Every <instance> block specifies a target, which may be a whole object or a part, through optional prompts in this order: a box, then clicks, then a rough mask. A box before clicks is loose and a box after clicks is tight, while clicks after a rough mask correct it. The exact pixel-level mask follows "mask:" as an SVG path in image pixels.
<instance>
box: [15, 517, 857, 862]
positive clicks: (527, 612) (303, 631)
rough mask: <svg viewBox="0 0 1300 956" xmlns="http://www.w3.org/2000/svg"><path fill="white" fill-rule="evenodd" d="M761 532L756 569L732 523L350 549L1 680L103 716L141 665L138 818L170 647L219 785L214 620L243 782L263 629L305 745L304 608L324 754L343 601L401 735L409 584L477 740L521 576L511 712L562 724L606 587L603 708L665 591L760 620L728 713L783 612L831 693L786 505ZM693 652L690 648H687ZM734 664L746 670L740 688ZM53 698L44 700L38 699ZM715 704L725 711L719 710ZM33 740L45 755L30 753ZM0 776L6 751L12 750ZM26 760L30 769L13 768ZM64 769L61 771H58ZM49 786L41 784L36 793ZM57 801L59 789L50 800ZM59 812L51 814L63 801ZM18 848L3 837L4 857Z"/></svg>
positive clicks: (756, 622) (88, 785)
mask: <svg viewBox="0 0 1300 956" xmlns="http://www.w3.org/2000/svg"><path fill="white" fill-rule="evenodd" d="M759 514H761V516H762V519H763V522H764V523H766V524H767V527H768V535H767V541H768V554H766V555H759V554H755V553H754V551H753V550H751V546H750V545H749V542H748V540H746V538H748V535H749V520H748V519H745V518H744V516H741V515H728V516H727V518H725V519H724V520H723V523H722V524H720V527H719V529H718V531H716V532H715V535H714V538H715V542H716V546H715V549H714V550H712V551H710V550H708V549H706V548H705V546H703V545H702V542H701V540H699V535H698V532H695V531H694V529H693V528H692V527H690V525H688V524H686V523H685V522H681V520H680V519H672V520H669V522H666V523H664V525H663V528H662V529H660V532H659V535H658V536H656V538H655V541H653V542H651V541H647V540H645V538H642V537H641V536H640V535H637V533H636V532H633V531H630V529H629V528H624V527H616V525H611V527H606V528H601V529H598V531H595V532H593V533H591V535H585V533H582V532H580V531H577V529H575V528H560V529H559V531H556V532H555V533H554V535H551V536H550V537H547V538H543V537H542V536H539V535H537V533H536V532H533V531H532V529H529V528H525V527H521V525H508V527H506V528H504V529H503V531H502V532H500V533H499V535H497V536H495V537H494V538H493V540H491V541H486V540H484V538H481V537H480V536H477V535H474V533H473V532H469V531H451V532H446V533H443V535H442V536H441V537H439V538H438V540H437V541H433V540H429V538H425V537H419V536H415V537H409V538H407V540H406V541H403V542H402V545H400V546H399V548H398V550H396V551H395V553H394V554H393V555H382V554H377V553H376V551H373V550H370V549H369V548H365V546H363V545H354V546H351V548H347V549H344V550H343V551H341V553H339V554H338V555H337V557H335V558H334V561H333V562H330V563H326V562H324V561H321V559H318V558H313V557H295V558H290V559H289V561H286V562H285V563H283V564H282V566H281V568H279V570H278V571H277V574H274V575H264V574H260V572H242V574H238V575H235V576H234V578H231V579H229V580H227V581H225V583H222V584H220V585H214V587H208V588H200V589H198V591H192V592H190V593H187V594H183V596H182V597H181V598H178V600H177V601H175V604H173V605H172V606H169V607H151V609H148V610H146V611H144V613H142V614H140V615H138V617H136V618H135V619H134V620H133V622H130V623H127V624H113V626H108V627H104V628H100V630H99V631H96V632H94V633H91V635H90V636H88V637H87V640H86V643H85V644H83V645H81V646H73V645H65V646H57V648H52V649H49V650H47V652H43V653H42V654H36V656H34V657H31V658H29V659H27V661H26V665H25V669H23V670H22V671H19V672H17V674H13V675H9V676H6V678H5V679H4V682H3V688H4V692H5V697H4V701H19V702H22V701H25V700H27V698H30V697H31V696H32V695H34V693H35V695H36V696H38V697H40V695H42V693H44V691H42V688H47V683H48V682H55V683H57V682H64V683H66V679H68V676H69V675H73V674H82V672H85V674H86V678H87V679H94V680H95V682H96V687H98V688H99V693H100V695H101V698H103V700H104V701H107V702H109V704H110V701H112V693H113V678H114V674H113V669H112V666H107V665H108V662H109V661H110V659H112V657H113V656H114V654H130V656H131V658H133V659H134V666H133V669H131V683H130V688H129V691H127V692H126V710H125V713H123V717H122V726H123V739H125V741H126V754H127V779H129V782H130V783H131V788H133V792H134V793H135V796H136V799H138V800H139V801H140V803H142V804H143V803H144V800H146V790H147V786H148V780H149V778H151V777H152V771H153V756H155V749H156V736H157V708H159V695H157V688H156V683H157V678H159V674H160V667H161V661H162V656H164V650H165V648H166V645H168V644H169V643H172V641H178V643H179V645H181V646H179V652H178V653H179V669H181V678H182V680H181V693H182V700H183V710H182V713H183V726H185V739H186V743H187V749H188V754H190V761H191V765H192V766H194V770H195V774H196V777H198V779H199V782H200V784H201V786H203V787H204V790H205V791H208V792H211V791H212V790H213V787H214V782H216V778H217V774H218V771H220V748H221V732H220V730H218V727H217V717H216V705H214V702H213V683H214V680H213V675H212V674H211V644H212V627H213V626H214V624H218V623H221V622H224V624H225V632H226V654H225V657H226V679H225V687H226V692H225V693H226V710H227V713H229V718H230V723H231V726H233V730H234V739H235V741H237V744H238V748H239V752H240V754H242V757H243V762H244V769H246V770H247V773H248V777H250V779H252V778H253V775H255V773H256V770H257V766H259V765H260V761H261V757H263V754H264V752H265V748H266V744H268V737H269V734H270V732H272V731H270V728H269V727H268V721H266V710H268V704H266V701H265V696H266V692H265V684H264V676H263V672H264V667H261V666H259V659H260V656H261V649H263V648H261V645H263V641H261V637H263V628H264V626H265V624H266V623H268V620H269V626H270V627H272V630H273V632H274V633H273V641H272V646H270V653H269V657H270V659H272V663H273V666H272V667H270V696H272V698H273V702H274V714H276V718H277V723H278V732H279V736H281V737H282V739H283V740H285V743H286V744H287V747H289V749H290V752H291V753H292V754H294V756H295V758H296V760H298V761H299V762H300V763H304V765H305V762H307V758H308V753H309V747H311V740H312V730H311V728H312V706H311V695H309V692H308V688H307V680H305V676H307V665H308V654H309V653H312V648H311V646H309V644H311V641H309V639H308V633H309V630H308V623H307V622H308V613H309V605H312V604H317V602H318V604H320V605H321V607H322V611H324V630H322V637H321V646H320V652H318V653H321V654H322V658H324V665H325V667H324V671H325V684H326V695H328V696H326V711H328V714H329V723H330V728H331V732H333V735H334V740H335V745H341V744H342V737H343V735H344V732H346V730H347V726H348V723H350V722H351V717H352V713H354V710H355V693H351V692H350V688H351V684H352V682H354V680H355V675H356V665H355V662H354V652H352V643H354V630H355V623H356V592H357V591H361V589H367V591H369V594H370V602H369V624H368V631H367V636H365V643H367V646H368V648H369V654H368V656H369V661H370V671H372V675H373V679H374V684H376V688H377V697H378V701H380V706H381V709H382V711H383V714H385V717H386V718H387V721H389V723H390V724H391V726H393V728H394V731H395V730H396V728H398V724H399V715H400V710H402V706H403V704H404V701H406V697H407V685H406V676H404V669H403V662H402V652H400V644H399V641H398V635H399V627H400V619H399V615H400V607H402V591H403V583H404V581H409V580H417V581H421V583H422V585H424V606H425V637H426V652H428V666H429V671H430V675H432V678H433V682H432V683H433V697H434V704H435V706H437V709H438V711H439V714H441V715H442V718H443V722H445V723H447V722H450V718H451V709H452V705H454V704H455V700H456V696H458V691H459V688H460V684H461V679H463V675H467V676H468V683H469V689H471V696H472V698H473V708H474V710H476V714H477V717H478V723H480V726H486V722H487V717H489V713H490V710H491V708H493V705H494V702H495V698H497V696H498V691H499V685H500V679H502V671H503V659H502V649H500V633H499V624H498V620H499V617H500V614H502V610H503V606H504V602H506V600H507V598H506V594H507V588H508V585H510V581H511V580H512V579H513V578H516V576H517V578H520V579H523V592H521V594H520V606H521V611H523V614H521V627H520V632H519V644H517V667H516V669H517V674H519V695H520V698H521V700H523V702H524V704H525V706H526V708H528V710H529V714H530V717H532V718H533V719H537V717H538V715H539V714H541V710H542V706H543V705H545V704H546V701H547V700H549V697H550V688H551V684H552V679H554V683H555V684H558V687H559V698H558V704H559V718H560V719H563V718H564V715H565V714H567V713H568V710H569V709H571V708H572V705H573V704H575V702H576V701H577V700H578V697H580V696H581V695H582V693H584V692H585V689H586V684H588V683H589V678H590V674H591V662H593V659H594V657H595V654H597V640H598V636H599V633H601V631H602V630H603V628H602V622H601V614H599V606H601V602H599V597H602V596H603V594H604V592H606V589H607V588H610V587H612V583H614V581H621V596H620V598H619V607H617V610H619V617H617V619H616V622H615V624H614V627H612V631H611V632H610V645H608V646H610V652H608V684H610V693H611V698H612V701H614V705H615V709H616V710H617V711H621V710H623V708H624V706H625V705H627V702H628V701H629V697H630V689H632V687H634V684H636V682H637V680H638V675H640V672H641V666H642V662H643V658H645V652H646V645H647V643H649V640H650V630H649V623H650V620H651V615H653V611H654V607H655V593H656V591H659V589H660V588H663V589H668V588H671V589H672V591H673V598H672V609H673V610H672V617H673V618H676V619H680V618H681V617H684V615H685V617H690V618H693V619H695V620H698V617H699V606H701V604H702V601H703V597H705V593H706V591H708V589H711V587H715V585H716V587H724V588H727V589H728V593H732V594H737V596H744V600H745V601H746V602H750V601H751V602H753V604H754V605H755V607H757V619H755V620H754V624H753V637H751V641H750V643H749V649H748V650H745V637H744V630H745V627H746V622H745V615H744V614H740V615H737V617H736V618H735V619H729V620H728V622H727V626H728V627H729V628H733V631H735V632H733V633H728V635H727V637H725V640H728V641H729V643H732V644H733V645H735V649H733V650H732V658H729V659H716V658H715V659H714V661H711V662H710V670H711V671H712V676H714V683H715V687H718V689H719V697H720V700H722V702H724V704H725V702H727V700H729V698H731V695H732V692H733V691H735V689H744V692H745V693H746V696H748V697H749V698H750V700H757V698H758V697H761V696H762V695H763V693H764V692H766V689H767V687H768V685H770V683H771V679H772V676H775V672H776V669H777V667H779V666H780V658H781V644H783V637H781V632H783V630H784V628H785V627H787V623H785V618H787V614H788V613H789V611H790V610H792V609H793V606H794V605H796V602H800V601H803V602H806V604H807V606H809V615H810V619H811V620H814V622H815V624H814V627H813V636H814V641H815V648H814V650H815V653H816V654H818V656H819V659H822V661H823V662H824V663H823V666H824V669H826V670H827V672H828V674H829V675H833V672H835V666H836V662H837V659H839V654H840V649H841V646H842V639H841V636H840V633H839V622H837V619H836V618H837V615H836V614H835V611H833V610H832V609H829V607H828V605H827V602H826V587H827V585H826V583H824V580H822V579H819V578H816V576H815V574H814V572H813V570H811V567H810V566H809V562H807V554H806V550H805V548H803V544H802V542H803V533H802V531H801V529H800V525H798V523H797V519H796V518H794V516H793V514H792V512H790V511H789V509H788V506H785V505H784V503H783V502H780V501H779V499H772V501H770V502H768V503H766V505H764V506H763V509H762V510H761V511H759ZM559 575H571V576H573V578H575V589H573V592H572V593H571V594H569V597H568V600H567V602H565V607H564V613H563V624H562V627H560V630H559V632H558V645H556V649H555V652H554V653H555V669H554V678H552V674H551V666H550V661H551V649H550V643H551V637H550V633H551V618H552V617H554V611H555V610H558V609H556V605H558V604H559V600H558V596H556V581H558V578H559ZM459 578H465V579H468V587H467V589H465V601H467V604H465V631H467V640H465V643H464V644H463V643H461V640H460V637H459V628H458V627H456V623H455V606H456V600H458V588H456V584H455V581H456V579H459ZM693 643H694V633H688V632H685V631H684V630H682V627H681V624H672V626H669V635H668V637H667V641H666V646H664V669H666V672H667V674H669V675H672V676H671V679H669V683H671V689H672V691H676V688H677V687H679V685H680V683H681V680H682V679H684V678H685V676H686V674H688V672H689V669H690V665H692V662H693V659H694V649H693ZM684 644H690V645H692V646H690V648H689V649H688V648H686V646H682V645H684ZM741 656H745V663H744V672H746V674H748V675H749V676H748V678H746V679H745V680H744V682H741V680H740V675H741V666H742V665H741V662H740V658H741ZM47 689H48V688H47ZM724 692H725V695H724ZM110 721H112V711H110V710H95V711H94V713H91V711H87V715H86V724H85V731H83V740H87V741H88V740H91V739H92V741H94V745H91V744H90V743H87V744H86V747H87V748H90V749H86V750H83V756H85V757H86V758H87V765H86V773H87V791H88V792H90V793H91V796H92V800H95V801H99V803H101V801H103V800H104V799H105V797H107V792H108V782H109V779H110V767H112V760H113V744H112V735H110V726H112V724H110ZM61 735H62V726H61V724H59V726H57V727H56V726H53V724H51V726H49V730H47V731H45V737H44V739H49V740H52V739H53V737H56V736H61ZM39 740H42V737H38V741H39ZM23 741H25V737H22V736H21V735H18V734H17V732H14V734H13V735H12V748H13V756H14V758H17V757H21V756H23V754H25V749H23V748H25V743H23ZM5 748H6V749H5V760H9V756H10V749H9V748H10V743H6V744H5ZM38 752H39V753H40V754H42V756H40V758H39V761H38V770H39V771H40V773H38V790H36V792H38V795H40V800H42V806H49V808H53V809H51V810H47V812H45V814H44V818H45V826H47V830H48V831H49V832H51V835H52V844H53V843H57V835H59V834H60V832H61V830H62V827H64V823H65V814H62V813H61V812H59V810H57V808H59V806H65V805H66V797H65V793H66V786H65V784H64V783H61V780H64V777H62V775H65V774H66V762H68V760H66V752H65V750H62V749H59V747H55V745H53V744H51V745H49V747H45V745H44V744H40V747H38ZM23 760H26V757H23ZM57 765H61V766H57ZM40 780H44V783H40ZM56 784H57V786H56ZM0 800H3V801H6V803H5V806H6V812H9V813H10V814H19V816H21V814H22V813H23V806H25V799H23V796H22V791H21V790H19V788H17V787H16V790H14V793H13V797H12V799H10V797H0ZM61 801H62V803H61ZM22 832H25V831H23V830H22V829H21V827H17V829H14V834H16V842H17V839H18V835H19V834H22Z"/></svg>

|---|

Instructions for the task: Copy out the items verbatim, starting at their first line and ending with the line that contains "positive clicks: (756, 622) (88, 785)", both included.

Result:
Every <instance> block specifies a target, which may be a whole object or a part, through optional prompts in this order: a box, then clicks, then a rough mask. A box before clicks is loose and a box after clicks is tight, while clicks after a rough mask correct it. The exact pixel-level mask follows "mask:" as an SVG path in image pixels.
<instance>
box: [15, 517, 857, 862]
positive clicks: (527, 612) (303, 631)
rough mask: <svg viewBox="0 0 1300 956" xmlns="http://www.w3.org/2000/svg"><path fill="white" fill-rule="evenodd" d="M761 532L756 569L732 523L350 549L1 680L103 716L141 665L138 818L170 647L219 785L214 620L243 782L263 629L305 745L304 608L324 754L343 601L401 735L409 584L477 740L521 576L511 712L562 724L606 587L603 708L665 591L760 620L728 713L783 612L831 693L786 505ZM693 652L690 648H687ZM734 664L746 670L740 688ZM53 698L44 700L38 699ZM715 704L725 711L719 710ZM33 740L45 755L30 753ZM0 776L6 751L12 750ZM26 760L30 769L13 768ZM64 769L61 771H58ZM49 786L41 784L36 793ZM57 801L59 789L50 800ZM59 812L51 814L63 801ZM18 848L3 837L4 857Z"/></svg>
positive clicks: (756, 622) (88, 785)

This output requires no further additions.